### WHAT TO WORK ON
Reproduce the text below on metabolite essentiality in Escherichia coli metabolism word for word, in full.

Metabolite essentiality elucidates robustness of Escherichia coli metabolism

Pan-Jun Kim *,, Dong-Yup Lee ‡,§,¶,, Tae Yong Kim *,§,, Kwang Ho Lee *,§,¶,**, Hawoong Jeong *,†,‡,††, Sang Yup Lee *,‡,§,¶,‡‡,††, Sunwon Park ‡,
PMCID: PMC1947999  PMID: 17698812

Abstract

Complex biological systems are very robust to genetic and environmental changes at all levels of organization. Many biological functions of Escherichia coli metabolism can be sustained against single-gene or even multiple-gene mutations by using redundant or alternative pathways. Thus, only a limited number of genes have been identified to be lethal to the cell. In this regard, the reaction-centric gene deletion study has a limitation in understanding the metabolic robustness. Here, we report the use of flux-sum, which is the summation of all incoming or outgoing fluxes around a particular metabolite under pseudo-steady state conditions, as a good conserved property for elucidating such robustness of E. coli from the metabolite point of view. The functional behavior, as well as the structural and evolutionary properties of metabolites essential to the cell survival, was investigated by means of a constraints-based flux analysis under perturbed conditions. The essential metabolites are capable of maintaining a steady flux-sum even against severe perturbation by actively redistributing the relevant fluxes. Disrupting the flux-sum maintenance was found to suppress cell growth. This approach of analyzing metabolite essentiality provides insight into cellular robustness and concomitant fragility, which can be used for several applications, including the development of new drugs for treating pathogens.

### PROVIDED MATERIAL
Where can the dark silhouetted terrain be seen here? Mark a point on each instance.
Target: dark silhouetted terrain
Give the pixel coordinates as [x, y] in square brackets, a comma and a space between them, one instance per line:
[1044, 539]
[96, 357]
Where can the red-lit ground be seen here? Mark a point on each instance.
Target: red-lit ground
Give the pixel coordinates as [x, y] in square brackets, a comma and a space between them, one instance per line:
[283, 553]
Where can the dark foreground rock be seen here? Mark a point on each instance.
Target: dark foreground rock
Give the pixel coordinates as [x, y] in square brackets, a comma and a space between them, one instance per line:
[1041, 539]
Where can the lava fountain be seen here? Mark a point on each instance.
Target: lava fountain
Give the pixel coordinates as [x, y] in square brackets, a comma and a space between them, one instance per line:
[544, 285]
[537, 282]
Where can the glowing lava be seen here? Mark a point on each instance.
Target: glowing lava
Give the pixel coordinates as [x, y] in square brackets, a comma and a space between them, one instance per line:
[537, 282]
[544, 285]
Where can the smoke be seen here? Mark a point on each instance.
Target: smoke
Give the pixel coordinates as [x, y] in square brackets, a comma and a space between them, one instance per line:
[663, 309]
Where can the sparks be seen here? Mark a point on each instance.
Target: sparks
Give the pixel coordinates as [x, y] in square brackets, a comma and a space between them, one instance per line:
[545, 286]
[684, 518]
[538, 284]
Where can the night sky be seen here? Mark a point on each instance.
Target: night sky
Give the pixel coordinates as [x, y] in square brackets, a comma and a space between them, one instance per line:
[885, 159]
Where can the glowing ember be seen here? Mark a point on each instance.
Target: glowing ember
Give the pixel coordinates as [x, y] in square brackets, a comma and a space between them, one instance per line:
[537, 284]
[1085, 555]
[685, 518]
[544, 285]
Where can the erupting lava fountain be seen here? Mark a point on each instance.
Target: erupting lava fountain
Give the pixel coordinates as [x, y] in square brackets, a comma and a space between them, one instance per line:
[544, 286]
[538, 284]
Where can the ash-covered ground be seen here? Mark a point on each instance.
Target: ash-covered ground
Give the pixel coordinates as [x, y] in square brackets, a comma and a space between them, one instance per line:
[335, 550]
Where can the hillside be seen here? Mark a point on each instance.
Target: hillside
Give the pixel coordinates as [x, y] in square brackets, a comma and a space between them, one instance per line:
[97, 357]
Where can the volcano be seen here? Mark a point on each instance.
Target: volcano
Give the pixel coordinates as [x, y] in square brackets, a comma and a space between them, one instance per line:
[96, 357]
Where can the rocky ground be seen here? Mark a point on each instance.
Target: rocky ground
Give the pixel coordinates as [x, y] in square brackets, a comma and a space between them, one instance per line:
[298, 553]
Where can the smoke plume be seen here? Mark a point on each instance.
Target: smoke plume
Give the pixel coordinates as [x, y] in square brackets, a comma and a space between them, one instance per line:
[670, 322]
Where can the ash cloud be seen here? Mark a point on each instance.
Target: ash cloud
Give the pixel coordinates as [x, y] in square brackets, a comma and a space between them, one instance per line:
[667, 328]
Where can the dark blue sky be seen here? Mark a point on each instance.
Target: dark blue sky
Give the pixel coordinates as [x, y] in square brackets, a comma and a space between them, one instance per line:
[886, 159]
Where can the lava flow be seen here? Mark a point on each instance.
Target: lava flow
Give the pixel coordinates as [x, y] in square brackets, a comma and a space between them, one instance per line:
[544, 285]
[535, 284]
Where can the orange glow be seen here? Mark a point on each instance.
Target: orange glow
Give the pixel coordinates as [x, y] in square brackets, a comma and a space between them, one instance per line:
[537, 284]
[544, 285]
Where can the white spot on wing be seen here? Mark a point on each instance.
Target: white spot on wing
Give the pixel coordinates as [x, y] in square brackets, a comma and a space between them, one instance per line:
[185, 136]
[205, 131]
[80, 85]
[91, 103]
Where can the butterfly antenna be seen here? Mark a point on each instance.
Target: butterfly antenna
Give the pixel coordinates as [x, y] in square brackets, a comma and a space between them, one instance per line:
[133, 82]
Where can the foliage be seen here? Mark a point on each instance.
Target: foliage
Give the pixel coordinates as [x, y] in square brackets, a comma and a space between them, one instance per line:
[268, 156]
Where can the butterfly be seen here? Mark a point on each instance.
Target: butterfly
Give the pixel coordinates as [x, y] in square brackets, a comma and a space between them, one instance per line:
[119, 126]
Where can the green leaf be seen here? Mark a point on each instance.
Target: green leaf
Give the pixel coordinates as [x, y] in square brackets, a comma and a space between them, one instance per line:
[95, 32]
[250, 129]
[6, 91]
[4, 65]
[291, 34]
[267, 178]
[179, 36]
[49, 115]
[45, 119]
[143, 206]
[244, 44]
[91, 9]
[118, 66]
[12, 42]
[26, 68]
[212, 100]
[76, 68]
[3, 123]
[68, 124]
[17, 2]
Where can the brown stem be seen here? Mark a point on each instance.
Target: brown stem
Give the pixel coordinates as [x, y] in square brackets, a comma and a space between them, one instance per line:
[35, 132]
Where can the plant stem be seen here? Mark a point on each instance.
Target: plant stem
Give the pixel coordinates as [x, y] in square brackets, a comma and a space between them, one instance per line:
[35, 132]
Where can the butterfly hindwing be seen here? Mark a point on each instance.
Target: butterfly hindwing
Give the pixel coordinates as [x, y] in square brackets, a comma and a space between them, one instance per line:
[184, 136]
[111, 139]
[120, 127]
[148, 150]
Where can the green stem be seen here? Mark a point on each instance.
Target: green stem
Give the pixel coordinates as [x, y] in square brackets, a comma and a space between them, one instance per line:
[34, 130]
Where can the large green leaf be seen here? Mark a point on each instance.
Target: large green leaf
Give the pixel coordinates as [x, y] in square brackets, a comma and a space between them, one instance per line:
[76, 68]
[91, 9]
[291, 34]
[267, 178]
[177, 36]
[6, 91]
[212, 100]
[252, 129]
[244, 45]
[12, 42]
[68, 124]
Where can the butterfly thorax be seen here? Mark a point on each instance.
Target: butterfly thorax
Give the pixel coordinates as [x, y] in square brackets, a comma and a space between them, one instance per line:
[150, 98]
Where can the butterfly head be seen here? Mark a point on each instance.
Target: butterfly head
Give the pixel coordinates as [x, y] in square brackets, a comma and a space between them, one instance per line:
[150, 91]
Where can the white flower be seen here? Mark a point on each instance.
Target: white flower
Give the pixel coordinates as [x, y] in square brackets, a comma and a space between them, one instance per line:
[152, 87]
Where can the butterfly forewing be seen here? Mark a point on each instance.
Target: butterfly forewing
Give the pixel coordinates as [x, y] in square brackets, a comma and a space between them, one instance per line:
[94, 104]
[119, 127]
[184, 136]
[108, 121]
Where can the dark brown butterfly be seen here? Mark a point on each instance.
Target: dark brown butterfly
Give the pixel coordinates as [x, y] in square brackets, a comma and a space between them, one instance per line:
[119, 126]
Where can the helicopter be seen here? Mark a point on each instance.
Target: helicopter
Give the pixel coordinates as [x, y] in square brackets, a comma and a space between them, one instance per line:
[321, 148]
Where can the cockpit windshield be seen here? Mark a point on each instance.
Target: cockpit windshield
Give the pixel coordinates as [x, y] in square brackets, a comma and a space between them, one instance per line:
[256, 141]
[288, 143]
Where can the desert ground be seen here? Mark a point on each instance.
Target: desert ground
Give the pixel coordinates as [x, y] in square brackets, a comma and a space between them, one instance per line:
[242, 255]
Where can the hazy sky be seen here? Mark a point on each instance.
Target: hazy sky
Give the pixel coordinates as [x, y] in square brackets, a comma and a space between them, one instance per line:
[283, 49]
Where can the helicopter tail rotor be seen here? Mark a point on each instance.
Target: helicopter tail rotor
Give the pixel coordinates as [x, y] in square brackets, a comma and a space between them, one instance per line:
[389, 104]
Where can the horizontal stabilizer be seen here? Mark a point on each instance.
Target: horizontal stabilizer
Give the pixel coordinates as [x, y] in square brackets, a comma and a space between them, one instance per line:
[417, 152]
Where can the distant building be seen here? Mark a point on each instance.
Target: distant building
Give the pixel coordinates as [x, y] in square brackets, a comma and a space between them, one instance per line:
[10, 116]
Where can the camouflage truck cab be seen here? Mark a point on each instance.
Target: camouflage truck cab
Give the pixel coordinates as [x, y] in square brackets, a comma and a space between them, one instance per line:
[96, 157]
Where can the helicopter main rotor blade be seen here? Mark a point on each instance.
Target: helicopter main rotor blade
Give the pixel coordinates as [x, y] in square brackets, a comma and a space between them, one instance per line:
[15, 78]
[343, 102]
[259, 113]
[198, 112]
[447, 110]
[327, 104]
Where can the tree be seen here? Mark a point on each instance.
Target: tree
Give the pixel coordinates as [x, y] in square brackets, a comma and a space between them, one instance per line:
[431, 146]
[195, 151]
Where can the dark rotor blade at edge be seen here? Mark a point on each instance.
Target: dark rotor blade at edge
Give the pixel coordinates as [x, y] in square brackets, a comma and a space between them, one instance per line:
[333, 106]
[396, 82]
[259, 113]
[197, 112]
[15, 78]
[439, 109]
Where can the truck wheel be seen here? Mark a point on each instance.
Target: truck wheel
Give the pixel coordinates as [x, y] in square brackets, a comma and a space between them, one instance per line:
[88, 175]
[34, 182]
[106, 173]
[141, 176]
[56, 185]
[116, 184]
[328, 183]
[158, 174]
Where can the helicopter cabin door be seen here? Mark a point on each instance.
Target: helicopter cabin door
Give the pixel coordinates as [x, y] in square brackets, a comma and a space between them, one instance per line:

### TASK RESULT
Metabolite essentiality elucidates robustness of Escherichia coli metabolism

Pan-Jun Kim *,, Dong-Yup Lee ‡,§,¶,, Tae Yong Kim *,§,, Kwang Ho Lee *,§,¶,**, Hawoong Jeong *,†,‡,††, Sang Yup Lee *,‡,§,¶,‡‡,††, Sunwon Park ‡,
PMCID: PMC1947999  PMID: 17698812

Abstract

Complex biological systems are very robust to genetic and environmental changes at all levels of organization. Many biological functions of Escherichia coli metabolism can be sustained against single-gene or even multiple-gene mutations by using redundant or alternative pathways. Thus, only a limited number of genes have been identified to be lethal to the cell. In this regard, the reaction-centric gene deletion study has a limitation in understanding the metabolic robustness. Here, we report the use of flux-sum, which is the summation of all incoming or outgoing fluxes around a particular metabolite under pseudo-steady state conditions, as a good conserved property for elucidating such robustness of E. coli from the metabolite point of view. The functional behavior, as well as the structural and evolutionary properties of metabolites essential to the cell survival, was investigated by means of a constraints-based flux analysis under perturbed conditions. The essential metabolites are capable of maintaining a steady flux-sum even against severe perturbation by actively redistributing the relevant fluxes. Disrupting the flux-sum maintenance was found to suppress cell growth. This approach of analyzing metabolite essentiality provides insight into cellular robustness and concomitant fragility, which can be used for several applications, including the development of new drugs for treating pathogens.